* Given instruction:
Transcribe every entry word for word, but skip the images.

— BEGIN —

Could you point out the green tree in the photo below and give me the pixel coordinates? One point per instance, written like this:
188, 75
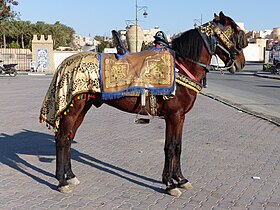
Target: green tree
6, 29
6, 9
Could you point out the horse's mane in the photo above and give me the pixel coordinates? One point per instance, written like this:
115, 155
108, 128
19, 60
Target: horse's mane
188, 45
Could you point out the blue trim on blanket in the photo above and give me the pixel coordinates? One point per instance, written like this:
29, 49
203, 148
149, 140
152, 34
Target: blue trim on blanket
137, 90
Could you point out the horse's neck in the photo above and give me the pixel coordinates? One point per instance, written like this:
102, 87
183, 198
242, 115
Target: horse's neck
196, 70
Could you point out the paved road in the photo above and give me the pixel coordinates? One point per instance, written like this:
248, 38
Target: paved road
258, 95
119, 163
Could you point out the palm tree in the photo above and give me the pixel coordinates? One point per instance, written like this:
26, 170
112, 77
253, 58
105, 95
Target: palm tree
22, 28
5, 29
41, 27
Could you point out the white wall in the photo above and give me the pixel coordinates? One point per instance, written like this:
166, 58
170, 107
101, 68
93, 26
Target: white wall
252, 53
59, 56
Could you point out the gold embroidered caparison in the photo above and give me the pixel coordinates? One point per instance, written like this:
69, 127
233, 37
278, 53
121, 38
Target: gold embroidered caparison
188, 83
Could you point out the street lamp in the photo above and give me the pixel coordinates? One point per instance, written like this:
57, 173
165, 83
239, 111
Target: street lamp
197, 21
145, 14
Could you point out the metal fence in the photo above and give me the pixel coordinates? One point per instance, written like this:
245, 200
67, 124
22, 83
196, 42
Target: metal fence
21, 57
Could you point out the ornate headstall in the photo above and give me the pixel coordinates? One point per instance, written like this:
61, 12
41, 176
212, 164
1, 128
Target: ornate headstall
225, 34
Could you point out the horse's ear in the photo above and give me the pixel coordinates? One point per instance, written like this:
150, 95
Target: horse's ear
216, 17
221, 15
223, 18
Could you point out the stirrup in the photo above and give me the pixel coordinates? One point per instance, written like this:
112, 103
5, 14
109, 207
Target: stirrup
141, 120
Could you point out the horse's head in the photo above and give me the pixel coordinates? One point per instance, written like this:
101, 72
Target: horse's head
231, 40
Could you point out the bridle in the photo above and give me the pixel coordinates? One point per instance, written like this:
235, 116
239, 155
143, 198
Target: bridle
215, 35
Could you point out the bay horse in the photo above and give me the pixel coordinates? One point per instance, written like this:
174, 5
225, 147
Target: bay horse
193, 51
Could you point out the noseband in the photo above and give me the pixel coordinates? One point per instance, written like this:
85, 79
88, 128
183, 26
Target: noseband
212, 34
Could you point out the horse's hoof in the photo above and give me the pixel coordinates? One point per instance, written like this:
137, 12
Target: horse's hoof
186, 186
174, 192
73, 181
64, 189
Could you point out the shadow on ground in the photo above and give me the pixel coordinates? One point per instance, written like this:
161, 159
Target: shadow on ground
42, 146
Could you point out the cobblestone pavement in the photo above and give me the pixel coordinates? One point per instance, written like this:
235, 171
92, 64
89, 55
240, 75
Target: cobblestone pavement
119, 163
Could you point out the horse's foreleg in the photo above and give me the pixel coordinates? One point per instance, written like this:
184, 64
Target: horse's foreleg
63, 144
177, 172
173, 132
70, 176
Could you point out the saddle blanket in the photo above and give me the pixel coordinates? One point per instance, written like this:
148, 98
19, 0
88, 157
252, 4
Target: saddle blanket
77, 74
132, 73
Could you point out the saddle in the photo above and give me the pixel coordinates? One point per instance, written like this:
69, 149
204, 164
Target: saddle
121, 50
147, 80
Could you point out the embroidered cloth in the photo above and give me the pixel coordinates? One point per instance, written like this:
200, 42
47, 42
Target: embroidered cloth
132, 73
76, 74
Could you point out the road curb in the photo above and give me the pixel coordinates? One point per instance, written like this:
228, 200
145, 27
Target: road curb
240, 109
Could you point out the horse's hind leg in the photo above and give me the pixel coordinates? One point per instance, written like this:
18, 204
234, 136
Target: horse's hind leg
70, 176
63, 145
176, 162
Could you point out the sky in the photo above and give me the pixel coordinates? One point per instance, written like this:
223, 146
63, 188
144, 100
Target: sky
99, 17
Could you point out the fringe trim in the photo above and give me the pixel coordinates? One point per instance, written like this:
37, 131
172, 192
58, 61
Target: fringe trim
63, 113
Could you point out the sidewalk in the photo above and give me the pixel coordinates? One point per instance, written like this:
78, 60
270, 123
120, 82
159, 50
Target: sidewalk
267, 74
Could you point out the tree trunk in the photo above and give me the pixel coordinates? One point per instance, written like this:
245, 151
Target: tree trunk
22, 41
4, 40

— END —

* Exercise response:
Could you point out the green tree in the photo below and give me the pixel coordinates? One point per instance, written like this:
188, 75
Target: green tree
6, 29
6, 9
Could you point out the horse's mane in the photo above and give me the pixel coordinates? One point per instance, written like this:
115, 155
108, 128
19, 60
Target: horse's mane
188, 45
Could you point out the blue trim on blanket in the photo above and give me the pixel coordinates? One point per instance, written like this:
29, 49
203, 148
149, 140
152, 34
Target: blue trim on blanket
137, 90
Could you point out the horse's neck in the photo above and give me the pixel coordinates? One point per instance, written like this:
102, 87
183, 198
242, 115
Target: horse's neck
196, 70
Could you point out the paved road in the photo above and give me the pixel coordinates? One point per instance, written like this:
248, 38
Target: paved road
258, 95
119, 163
Could you point out the palm tree in the photo above and give me the pixel coordinates? One point per instance, written like this:
26, 170
112, 77
253, 58
105, 95
Target: palm tree
22, 28
5, 29
41, 27
Could you point out the white wall in the photo above and give me the pixel coordinates? One point per instance, written like this:
166, 58
170, 107
101, 68
93, 26
Target: white wall
252, 53
59, 56
Could you point out the gold embroidered caparison in the photo above and give me the pixel coordinates? One point per instance, written like this:
69, 127
233, 37
278, 53
121, 38
Target: gold embroidered caparison
188, 83
Could you point out the street lamp in the photo above and give me the pixel coordinates? One point per instance, written like this:
57, 173
165, 83
239, 111
Target: street lamp
197, 21
145, 14
Could you point out the metal fence in the photo above and give me the pixel coordinates? One point per instance, written like this:
245, 200
67, 124
22, 83
196, 42
Target: metal fence
21, 57
Could you point out the ornate headstall in the photo above and give me the pixel coordinates? One point per instance, written like this:
61, 12
41, 176
212, 164
1, 128
Target: ornate headstall
225, 34
Could you point out the horse's ear in the photo above and give me the pixel coordinates? One point per instance, written like this:
150, 95
Target: horse's ear
216, 17
221, 15
223, 18
Could you point out the stirrup in the photo above and give me the pixel coordinates? One point per instance, written like this:
112, 103
5, 14
109, 207
Target: stirrup
141, 120
Could you point out the horse's head in the photo above and give me the pixel coordinates? One point per instance, written like this:
101, 72
Target: horse's head
231, 40
Could you point out the bridle in the photo above and give me the pixel coordinates? One point per instance, written like this:
235, 116
239, 155
143, 198
Target: bridle
215, 35
Could you point out the bay horse in the photo above and give me the pixel coordinates? One point per instance, written like this:
174, 5
225, 147
Target: bay horse
193, 51
Could you point out the noseband in the photo above and give me the pixel coordinates? One point per instance, written like this:
85, 79
88, 128
183, 26
Target: noseband
212, 34
Could you point out the horse's hoof in the photo above and give me the pixel coordinates? One point per instance, written like this:
137, 12
Target: horse's hoof
186, 186
174, 192
73, 181
64, 189
Could you point out the shadow on ground in the photo above and give me the pixel coordinates? One point per instance, written like this:
161, 159
Target: shadow on ground
42, 146
Could you point out the cobblestone pavement in the photo above and give me the pixel coordinates? One point per instance, written like this:
235, 171
92, 64
89, 55
240, 75
Target: cobblestone pavement
119, 163
Could you point out the horse's foreleg in the photo above and give me the pixel coordinates? One point per instance, written like this:
184, 64
Target: horse's foreleg
63, 144
177, 172
173, 132
70, 176
Could you point out the saddle blanket in the photo above and give me the pixel coordinates? One point per instance, written like this:
148, 98
19, 0
88, 157
252, 4
Target: saddle blanket
77, 74
132, 73
Could you point out the saddle in the photo above and give me the pixel coordinates? One point per instance, written like this:
69, 149
204, 164
Target: saddle
121, 50
147, 80
Could you point out the embroidered cloth in the photo above and give me the pixel coordinates? One point per instance, written like this:
200, 42
47, 42
Target: embroidered cloth
132, 73
76, 74
Could you point out the road curb in the photo above and give me the pixel coordinates? One point per instance, written like this:
228, 200
145, 27
Target: road curb
240, 109
Could you point out the horse's hind leg in the photo above and give me the pixel coordinates? One point per instance, written like this:
18, 204
234, 136
Target: horse's hind leg
70, 176
63, 145
176, 162
Could you point out the sky in the photo above and give me the pixel coordinates? One point per instance, written like this:
223, 146
63, 188
144, 100
Target: sky
99, 17
Could you point out the fringe trim in the photo above and give me the pixel coordinates? One point per instance, written like this:
37, 131
172, 192
58, 61
Target: fringe trim
63, 113
Could you point out the sidewalk in the photo above and give me the pixel coordinates? One point per instance, written like this:
78, 60
270, 123
120, 82
159, 50
Target: sidewalk
267, 74
Could you point out the tree trunk in the photo above and give me the pixel coordinates? One point per instance, written like this:
245, 151
Target: tree trunk
22, 41
4, 40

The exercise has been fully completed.